Excerpts from a location annotation dataset

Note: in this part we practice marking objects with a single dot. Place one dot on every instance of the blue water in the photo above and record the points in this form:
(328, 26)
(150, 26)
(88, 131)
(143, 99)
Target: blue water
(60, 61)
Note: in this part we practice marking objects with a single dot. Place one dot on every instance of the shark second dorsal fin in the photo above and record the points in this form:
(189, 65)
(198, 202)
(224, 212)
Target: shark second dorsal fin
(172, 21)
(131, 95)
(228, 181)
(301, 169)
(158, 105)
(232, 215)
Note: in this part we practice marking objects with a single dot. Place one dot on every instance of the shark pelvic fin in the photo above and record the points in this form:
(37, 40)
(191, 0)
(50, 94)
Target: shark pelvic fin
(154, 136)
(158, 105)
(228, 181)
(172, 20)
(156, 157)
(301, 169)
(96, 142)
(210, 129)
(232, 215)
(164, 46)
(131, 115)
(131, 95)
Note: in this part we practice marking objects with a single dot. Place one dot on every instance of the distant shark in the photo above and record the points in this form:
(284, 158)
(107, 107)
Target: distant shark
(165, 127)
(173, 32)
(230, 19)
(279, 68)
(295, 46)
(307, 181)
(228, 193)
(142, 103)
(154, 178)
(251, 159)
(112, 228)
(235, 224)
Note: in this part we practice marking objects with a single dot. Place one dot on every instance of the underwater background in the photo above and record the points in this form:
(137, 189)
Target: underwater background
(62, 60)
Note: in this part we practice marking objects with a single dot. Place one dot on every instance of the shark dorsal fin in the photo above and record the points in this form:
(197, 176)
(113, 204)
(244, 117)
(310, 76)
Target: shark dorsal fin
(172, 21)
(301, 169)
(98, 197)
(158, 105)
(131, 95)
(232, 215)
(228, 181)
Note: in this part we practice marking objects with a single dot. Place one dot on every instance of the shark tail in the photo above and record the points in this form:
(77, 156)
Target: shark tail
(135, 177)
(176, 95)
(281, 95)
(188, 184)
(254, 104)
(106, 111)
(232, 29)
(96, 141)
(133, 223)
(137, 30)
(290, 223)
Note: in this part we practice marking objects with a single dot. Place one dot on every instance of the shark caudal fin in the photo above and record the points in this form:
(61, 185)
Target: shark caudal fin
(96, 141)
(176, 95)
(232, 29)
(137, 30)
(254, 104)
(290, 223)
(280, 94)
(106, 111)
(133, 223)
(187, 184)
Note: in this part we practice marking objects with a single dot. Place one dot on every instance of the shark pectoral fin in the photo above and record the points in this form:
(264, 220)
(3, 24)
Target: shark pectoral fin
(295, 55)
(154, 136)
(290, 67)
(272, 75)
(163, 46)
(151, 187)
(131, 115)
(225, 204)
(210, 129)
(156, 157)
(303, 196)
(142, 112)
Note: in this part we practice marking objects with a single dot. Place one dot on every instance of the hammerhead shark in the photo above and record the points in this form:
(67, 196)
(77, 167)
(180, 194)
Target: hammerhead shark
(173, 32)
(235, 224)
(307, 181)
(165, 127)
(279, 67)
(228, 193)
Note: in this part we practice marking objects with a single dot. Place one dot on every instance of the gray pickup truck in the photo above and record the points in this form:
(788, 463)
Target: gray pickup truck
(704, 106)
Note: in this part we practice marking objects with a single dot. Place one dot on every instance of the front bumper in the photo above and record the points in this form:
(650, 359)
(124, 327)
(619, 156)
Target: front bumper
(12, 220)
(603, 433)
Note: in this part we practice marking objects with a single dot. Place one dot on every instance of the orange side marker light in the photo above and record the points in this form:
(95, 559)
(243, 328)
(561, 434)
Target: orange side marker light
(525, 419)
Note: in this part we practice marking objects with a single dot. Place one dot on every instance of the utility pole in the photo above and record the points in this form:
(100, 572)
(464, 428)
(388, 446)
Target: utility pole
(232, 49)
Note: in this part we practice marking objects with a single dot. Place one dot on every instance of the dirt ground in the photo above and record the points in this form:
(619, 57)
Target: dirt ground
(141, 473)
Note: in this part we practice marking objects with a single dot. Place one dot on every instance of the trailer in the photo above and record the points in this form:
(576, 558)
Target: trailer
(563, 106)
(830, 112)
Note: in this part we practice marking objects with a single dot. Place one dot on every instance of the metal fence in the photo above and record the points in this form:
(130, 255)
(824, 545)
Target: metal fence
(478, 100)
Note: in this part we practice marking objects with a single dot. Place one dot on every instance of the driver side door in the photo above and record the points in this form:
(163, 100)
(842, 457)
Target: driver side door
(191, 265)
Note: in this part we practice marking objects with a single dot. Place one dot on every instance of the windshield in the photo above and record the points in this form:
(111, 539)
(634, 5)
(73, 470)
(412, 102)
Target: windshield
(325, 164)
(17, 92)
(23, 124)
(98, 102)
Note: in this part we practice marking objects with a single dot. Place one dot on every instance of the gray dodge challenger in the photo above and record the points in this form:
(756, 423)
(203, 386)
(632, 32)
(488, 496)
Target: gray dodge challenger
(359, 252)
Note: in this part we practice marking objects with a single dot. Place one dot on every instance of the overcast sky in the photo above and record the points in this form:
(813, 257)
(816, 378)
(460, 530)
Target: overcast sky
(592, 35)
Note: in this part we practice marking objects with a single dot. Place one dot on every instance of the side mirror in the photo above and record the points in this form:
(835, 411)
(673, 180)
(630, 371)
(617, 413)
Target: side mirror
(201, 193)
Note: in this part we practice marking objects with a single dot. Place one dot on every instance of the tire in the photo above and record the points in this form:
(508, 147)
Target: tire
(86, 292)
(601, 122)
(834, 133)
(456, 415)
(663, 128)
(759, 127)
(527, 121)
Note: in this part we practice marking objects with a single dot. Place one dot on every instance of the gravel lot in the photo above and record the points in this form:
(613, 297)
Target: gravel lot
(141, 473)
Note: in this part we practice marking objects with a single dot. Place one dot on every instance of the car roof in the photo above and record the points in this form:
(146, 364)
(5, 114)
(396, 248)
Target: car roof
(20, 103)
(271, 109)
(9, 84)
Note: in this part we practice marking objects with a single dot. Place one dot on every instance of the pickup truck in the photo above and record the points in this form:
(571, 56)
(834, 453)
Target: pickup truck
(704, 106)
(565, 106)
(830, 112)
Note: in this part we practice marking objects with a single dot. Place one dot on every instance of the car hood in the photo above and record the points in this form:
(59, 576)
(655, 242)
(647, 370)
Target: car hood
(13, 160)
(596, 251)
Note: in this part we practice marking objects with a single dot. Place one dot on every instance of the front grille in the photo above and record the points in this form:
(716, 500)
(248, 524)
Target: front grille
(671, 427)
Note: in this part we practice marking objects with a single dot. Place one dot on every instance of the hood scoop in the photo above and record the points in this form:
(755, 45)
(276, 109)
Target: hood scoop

GIVEN EXERCISE: Can you rewrite every line, starting at the one containing "of the tire" and ending at the last line, with each answer coordinate multiplied by 1.15 and rounded to a whole number (halves rounded up), while every other line, including its sample points, stays unchanged?

WORKED ANSWER:
Note: in this part we practice marking objects with a single dot. Place one dot on every instance of the tire in the photo above and record the points in this form:
(508, 147)
Target: tire
(99, 336)
(691, 140)
(959, 153)
(524, 477)
(762, 147)
(873, 146)
(606, 139)
Note: in this part we practice marking objects with a single dot. Place one dot on every instance of the gravel lot in the photo above and record the points in this form:
(613, 297)
Target: gravel lot
(162, 544)
Note: in this part we practice marking objects with a single dot. Place one dot on every instance of the car roof in the photo above and record the points in this form:
(146, 364)
(5, 114)
(396, 248)
Target: car roof
(23, 118)
(312, 125)
(10, 97)
Note: in this part we practice marking objects with a single dot. Place one dot on every instance of the pickup truck in the photo above and record the points in this form:
(571, 56)
(834, 453)
Target: pickup truck
(810, 122)
(650, 122)
(955, 129)
Note: in this part we practice marking objects with a single dot. Place one dot on every instance of the car hood in the photo above and record the points in this form:
(59, 576)
(655, 242)
(647, 370)
Target: car hood
(15, 184)
(685, 289)
Note: in this part we practice marking objects with a single dot. Place one dot on every instance of the front grille in the photo above and record the points in this form:
(716, 500)
(248, 524)
Target: front grille
(772, 491)
Note: in this part we practice marking objects with a single dot. Place one dot on every instance of the hood scoop in the photo above and record the points in this form:
(755, 45)
(276, 109)
Target: hood scoop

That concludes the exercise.